══ Supplied material ══
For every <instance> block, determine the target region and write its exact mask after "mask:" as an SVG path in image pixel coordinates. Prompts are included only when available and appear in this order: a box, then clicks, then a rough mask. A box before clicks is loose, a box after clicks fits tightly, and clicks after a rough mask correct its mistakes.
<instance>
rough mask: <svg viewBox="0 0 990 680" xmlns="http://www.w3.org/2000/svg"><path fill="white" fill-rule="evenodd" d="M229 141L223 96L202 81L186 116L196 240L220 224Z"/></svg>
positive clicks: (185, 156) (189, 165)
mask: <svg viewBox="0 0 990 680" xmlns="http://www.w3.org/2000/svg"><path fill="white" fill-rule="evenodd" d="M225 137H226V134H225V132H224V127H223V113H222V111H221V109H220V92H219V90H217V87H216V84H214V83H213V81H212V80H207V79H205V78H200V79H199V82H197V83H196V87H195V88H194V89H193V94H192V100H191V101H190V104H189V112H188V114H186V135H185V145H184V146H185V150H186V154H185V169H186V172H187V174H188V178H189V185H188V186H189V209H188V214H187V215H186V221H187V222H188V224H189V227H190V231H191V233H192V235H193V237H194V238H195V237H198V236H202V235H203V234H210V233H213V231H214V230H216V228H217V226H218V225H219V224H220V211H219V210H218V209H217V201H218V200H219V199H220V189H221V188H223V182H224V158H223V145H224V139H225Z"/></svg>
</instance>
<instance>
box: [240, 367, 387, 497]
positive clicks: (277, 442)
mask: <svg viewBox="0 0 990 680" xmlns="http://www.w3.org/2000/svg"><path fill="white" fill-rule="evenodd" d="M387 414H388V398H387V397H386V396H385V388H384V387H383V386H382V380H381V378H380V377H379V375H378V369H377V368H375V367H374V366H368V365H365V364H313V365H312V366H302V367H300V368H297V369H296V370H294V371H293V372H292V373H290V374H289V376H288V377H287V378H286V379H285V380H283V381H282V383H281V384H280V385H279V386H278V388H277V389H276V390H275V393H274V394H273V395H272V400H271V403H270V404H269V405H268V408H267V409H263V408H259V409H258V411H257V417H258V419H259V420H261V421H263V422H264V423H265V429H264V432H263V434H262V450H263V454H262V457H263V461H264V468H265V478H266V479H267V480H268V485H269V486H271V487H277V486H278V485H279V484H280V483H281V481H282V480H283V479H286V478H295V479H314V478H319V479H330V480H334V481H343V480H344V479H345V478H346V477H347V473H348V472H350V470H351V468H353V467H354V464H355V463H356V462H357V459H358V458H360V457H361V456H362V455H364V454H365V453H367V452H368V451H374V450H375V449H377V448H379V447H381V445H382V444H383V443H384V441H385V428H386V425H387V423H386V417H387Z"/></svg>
═══
Exercise directions ->
Could you report every line of the material that contains the string "instance"?

Solved exercise ->
For every <instance> block, determine the target region and write its exact mask after "mask:" as an SVG path in image pixel coordinates. Prompts are included only when available and appear in this order: a box, then clicks, then a rough mask. A box before clicks is loose, a box after clicks fits tightly, and clicks after a rough mask correct its mistakes.
<instance>
</instance>
<instance>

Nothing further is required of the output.